*Task 1:* According to the news report, how many Palestinians were killed in the fighting near Netzarim?
*Task 2:* Please print the stretch of the news report from "According to Palestinian" through "with the Palestinians.".
*Task 3:* List every figure that the news report gives for a number of people killed, with the people each figure refers to.

-------- Provided text --------

MIDEAST: Nine Palestinians were killed yesterday in heavy fighting with Israeli troops south of Gaza City near the adjacent Jewish settlement of Netzarim, on the day that US mediators held talks with Palestinian leaders and urged a return to peace negotiations.
Five of those killed were gunmen from Islamic Jihad and Hamas. According to the Israeli army, the other four were also armed or were fired on when planting explosive devices.
According to Palestinian and some Israeli reports, they were civilian bystanders caught in the crossfire. Some reports indicated that an 11-year-old was among the dead; other sources said the youngest fatality was 17.
The violence flared a day after Jewish settler leaders claimed they had been offered a "deal" by Israeli Prime Minister Mr Ariel Sharon's top aide, under which Netzarim, home to just a few dozen families, and six other relatively small and isolated settlements would be voluntarily evacuated, and the Israeli government would pledge to dismantle no other long-standing settlements until a permanent peace accord was reached with the Palestinians.

-------- Data extracts --------

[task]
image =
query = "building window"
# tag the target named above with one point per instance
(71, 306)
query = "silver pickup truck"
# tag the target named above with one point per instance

--------

*Task solution 1:* Nine.

*Task solution 2:*
According to Palestinian and some Israeli reports, they were civilian bystanders caught in the crossfire. Some reports indicated that an 11-year-old was among the dead; other sources said the youngest fatality was 17.
The violence flared a day after Jewish settler leaders claimed they had been offered a "deal" by Israeli Prime Minister Mr Ariel Sharon's top aide, under which Netzarim, home to just a few dozen families, and six other relatively small and isolated settlements would be voluntarily evacuated, and the Israeli government would pledge to dismantle no other long-standing settlements until a permanent peace accord was reached with the Palestinians.

*Task solution 3:*
- Nine: Palestinians killed in the fighting near Netzarim
- Five: gunmen from Islamic Jihad and Hamas
- Four: the others killed